About this task: In the text on the health workforce in low and middle-income countries, what were Nigeria's figures for doctors and nurses per 100,000 population in 2007?

Source document:
= = = = =

Across several low and middle-income countries (LMICs), national health systems have been functioning sub-optimally due to recurring challenges within the health sector, with this particularly affecting the delivery of accessible and affordable healthcare services . The health system, in most cases, is synonymous with publicly owned health facilities, with several important private and non-state actors being downplayed . The functional capacities of the health system in these settings have gradually weakened, having failed to recognize and maximize efforts of all parastatal primarily devoted to improving health (including organizations, institutions, structures, and resources) [1, 3].
Health workforce is an integral part of the health system and plays a critical role in achieving effective healthcare delivery. According to the World Health Organization (WHO), they are people “primarily engaged in action with the intent of enhancing health” diagnosing illnesses, healing, caring for people, monitoring health outcomes, supporting treatment adherence, providing medical information, and preventing diseases [4–5]. They consist of physicians, nurses, midwives, dentists, pharmacists, laboratory workers, environment & public health workers, community health workers, other health workers, and health management, and support staff [6–7]. The correlation between the availability of health workforce and positive health outcomes has been observed by several studies [1, 8].
In 2007, there was an inadequate figure of 35 doctors and 86 nurses per 100,000 populations of Nigerians comparable to Sub-Saharan average of 15 doctors and 72 nurses per 100,000 population; a region that contributes to a quarter of the global burden of disease [5, 9]. These figures have remained inadequate over the years; with Nigeria reporting a health workforce of 195 (doctors and nurses) per 100,000 ten years from the 2006 world health report . This scenario has been linked to inadequate production and inequitable distribution across the country [3, 10–11]. With massive historical brain drain which already has been documented to have caused setbacks in the country’s health system  and declining recent brain drain still being experienced in Africa (including Nigeria); especially of doctors (25%)  and nurses (5%) , the number of Community Pharmacists are also grossly inadequate  and hence the need for other cadres of staff to fill in the gap and improve healthcare (especially basic public health services).

= = = = =

Available data:

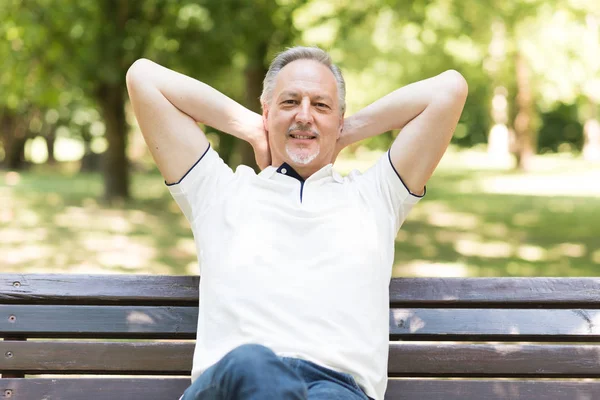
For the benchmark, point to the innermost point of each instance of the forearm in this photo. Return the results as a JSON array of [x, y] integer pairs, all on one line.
[[201, 102], [396, 109]]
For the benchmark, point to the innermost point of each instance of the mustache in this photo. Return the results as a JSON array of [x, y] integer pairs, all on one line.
[[303, 128]]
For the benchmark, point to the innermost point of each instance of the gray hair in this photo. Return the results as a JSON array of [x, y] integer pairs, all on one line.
[[302, 53]]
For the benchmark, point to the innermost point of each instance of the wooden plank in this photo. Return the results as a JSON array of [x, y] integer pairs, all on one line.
[[125, 358], [495, 324], [426, 389], [404, 292], [94, 389], [496, 292], [39, 321], [98, 289], [398, 389], [493, 360], [406, 359], [135, 322]]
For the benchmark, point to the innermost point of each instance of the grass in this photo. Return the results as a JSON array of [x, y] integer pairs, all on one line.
[[479, 218]]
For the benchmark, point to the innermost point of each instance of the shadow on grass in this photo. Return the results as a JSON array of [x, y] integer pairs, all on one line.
[[54, 223]]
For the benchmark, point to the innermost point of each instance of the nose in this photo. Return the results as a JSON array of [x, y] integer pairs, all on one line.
[[304, 115]]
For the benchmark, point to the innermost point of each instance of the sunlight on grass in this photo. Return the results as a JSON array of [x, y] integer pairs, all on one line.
[[479, 218]]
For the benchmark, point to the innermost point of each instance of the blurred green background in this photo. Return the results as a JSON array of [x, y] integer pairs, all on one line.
[[517, 193]]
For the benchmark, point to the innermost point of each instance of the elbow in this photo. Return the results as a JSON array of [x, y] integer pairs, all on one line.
[[454, 85], [138, 72]]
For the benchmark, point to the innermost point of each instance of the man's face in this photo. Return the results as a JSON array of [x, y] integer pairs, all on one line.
[[303, 118]]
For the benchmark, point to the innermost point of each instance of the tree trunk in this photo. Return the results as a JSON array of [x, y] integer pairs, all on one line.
[[114, 163], [14, 136], [525, 136], [50, 140], [591, 134]]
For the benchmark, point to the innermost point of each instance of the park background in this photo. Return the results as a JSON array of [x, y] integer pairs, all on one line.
[[517, 193]]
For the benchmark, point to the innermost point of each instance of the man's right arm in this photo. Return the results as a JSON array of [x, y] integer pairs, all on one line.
[[168, 105]]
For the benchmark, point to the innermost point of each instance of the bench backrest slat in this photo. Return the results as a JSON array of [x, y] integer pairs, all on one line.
[[404, 292], [138, 322], [133, 322], [406, 359]]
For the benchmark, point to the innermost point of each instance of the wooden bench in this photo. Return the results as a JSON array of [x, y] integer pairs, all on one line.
[[450, 338]]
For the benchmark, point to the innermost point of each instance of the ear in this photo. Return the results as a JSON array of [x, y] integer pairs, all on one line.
[[265, 117], [341, 126]]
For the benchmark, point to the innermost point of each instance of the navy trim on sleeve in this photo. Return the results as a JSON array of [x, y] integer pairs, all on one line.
[[201, 157], [397, 174]]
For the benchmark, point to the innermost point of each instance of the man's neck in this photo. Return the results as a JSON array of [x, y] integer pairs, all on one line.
[[305, 171]]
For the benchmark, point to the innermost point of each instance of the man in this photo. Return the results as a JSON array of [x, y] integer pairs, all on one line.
[[296, 260]]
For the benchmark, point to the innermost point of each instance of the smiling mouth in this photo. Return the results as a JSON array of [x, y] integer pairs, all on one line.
[[302, 135]]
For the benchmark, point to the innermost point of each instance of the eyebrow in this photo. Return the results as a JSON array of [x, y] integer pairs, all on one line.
[[292, 93]]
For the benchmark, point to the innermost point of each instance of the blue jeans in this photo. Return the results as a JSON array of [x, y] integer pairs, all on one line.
[[255, 372]]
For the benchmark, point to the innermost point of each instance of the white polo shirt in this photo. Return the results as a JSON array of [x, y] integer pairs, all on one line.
[[302, 267]]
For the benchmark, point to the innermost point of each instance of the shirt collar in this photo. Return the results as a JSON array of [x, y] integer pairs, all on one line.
[[288, 170]]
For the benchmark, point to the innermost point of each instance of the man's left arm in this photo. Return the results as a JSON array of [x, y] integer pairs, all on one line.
[[427, 113]]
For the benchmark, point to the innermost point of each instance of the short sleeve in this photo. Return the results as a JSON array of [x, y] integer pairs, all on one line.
[[200, 186], [389, 189]]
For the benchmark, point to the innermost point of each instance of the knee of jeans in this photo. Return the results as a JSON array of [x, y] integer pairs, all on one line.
[[249, 357]]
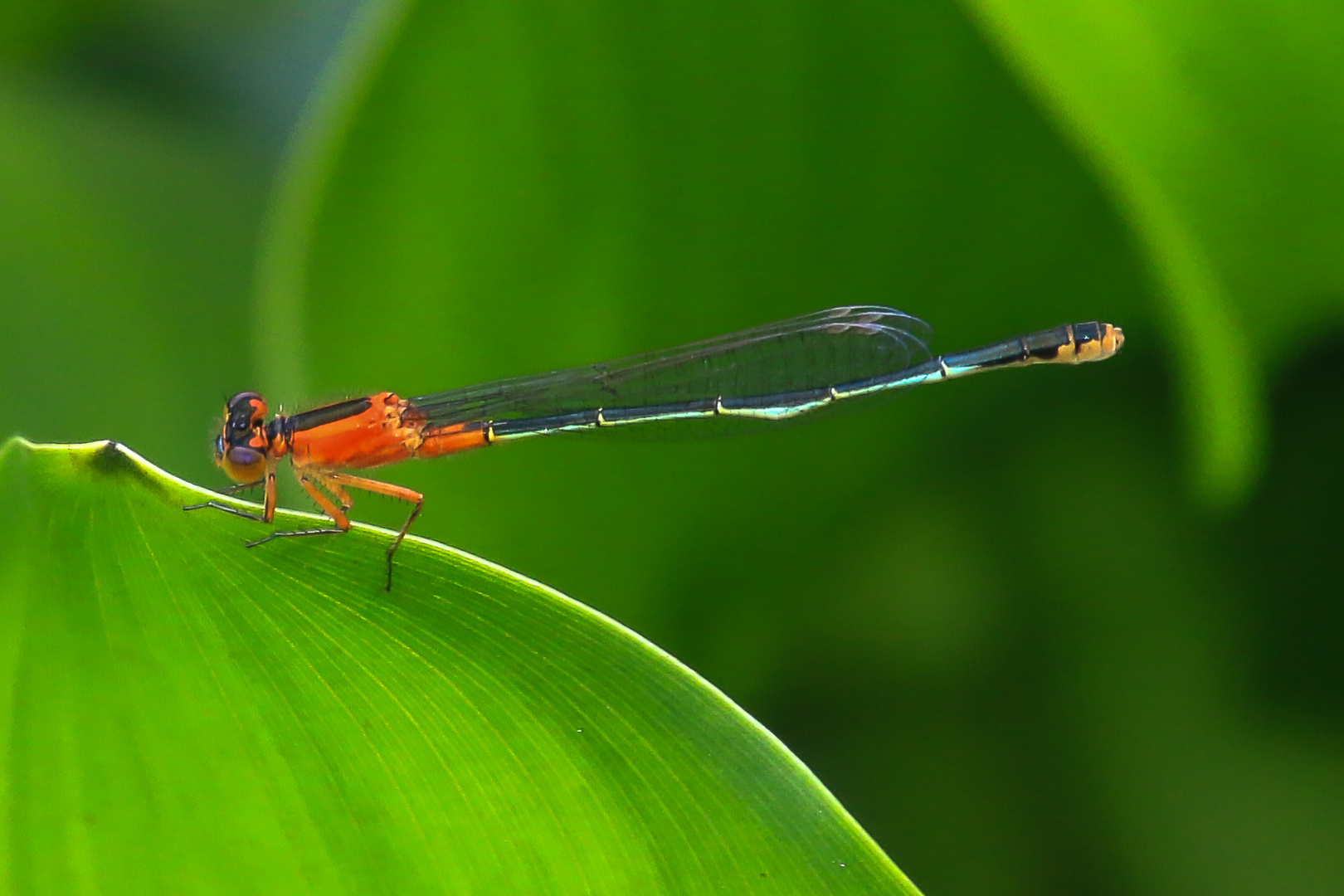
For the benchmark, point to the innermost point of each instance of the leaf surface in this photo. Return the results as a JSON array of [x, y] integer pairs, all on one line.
[[186, 715]]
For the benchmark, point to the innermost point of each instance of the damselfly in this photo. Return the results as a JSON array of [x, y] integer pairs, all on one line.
[[772, 373]]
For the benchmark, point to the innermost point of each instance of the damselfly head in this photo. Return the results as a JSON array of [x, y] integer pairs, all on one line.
[[241, 449]]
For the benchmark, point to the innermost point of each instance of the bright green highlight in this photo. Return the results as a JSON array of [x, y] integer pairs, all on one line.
[[186, 715], [1216, 129]]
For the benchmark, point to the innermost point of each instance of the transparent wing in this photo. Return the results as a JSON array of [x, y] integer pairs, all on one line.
[[815, 351]]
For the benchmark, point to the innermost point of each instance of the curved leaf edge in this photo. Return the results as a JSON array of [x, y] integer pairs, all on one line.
[[117, 458]]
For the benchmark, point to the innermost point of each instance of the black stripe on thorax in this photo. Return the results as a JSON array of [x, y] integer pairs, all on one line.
[[329, 414]]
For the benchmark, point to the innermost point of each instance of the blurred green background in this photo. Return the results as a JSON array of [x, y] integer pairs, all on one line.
[[1055, 631]]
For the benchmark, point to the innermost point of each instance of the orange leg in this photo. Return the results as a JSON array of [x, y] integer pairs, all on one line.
[[323, 501], [335, 481]]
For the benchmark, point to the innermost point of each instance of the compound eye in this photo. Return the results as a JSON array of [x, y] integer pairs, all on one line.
[[244, 457]]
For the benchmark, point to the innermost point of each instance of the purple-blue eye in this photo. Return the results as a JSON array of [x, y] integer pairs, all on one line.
[[241, 455]]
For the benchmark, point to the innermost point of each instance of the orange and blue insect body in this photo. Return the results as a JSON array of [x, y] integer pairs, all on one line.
[[772, 373]]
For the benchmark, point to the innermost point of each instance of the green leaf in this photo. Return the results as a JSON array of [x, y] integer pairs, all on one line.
[[184, 715], [1218, 129]]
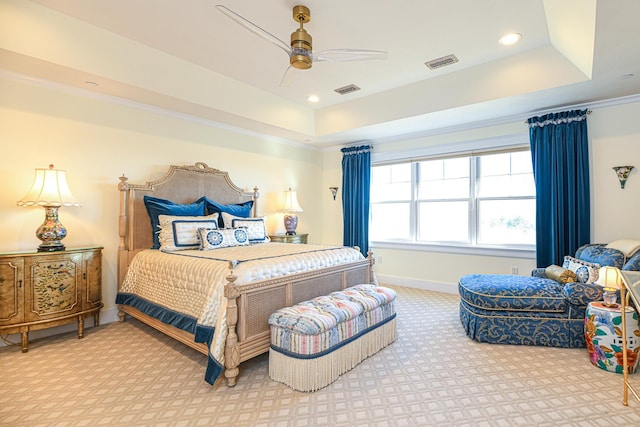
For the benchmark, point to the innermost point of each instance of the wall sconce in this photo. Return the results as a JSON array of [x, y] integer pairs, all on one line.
[[623, 173], [50, 190], [334, 191]]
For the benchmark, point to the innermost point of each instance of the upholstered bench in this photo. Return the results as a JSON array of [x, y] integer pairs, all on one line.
[[316, 341]]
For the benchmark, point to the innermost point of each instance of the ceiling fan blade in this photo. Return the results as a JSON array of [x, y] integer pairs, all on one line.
[[254, 28], [350, 55]]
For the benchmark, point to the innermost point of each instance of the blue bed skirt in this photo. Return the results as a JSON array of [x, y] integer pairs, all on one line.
[[202, 334]]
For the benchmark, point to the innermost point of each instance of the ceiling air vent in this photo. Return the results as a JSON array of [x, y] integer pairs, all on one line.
[[347, 89], [441, 62]]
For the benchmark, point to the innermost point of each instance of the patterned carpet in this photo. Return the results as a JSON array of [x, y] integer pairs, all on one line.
[[126, 374]]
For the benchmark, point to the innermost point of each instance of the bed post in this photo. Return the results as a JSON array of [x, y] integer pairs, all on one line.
[[371, 278], [122, 231], [232, 348]]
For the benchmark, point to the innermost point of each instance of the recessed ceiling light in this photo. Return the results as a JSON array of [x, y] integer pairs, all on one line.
[[509, 39]]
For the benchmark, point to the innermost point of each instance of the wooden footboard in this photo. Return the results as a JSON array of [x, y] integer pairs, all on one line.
[[250, 305]]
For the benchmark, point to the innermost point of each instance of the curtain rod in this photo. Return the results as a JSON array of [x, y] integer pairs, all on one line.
[[542, 114]]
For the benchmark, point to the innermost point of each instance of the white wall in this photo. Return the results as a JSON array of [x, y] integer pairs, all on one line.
[[614, 139], [97, 141]]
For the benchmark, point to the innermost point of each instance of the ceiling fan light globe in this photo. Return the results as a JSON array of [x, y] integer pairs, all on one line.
[[301, 39], [301, 62]]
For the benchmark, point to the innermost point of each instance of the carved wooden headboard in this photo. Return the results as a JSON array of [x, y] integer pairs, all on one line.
[[181, 184]]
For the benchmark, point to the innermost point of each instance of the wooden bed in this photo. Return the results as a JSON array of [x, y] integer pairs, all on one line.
[[248, 305]]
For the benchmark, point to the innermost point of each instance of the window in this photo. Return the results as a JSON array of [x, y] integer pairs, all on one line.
[[483, 199]]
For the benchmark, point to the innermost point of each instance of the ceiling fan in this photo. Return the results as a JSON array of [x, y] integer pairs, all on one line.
[[300, 50]]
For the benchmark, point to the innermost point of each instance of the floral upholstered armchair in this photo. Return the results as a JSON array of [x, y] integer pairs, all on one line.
[[546, 308]]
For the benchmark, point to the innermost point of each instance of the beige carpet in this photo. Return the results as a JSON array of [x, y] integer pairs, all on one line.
[[125, 374]]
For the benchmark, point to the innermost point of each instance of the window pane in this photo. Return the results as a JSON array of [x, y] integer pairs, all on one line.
[[444, 221], [391, 182], [506, 175], [390, 221], [507, 222], [444, 179]]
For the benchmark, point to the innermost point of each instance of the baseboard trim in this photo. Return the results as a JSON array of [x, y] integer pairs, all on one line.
[[448, 288], [106, 316]]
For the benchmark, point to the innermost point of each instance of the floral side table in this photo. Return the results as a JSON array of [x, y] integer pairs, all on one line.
[[603, 335]]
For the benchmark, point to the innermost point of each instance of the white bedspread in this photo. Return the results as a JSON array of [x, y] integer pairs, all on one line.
[[192, 282]]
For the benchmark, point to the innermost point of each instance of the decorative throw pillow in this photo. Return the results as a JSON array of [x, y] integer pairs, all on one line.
[[256, 228], [586, 272], [212, 238], [181, 232], [156, 207], [627, 247], [560, 275], [241, 210]]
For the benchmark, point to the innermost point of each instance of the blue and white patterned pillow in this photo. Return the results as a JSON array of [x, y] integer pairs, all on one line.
[[256, 227], [212, 238], [586, 272], [181, 232]]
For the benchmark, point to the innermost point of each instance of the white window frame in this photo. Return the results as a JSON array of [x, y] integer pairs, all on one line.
[[478, 147]]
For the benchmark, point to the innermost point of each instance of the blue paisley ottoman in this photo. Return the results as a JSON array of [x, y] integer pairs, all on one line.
[[316, 341], [545, 308], [510, 309]]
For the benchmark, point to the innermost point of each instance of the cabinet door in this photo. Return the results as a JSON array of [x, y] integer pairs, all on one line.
[[11, 291], [54, 285], [92, 279]]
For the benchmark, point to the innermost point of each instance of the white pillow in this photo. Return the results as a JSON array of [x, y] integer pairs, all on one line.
[[256, 227], [627, 247], [213, 238], [181, 232], [586, 272]]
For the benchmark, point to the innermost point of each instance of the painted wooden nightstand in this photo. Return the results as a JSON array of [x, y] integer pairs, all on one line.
[[289, 238], [41, 290]]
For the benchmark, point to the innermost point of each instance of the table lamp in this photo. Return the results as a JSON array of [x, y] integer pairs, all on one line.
[[611, 280], [290, 206], [50, 190]]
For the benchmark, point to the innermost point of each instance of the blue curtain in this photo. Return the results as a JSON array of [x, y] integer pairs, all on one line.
[[356, 183], [559, 151]]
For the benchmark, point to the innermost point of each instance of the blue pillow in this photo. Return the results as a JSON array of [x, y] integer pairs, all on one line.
[[242, 210], [156, 207]]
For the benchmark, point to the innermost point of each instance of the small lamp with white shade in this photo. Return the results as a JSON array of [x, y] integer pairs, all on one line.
[[290, 207], [611, 280], [50, 190]]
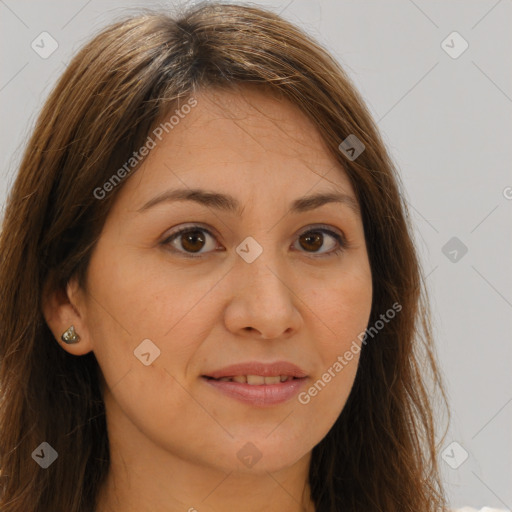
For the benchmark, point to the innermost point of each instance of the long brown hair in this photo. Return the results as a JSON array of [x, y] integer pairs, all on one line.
[[380, 455]]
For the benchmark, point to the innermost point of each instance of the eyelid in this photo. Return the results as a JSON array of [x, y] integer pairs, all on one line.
[[337, 234]]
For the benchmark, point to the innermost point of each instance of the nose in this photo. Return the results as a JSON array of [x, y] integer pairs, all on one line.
[[263, 302]]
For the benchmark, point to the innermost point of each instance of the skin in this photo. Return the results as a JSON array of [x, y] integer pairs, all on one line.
[[173, 439]]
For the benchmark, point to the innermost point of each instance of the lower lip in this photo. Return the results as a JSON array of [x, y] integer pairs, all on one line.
[[258, 395]]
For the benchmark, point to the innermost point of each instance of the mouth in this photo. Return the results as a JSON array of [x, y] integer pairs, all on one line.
[[255, 380], [257, 390]]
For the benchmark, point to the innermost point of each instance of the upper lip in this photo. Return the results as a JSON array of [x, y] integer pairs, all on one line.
[[259, 368]]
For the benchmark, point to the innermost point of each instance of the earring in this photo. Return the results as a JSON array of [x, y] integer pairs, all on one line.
[[70, 336]]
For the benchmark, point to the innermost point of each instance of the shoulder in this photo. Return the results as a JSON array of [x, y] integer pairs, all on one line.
[[485, 509]]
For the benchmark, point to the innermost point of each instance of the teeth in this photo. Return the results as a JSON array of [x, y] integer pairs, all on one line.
[[257, 380]]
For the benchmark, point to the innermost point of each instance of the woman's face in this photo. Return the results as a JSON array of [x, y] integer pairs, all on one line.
[[258, 279]]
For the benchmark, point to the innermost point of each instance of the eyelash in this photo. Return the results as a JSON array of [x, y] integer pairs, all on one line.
[[342, 242]]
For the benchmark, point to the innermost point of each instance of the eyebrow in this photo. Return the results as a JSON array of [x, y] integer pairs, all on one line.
[[230, 204]]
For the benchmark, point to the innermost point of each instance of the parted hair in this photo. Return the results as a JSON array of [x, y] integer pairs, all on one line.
[[381, 453]]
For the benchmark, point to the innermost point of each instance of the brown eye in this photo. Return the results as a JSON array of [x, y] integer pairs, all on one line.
[[190, 240], [314, 239]]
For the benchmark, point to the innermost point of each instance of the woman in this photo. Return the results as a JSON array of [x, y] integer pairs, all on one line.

= = = = =

Answer to this task: 35 doctors and 86 nurses per 100,000 population.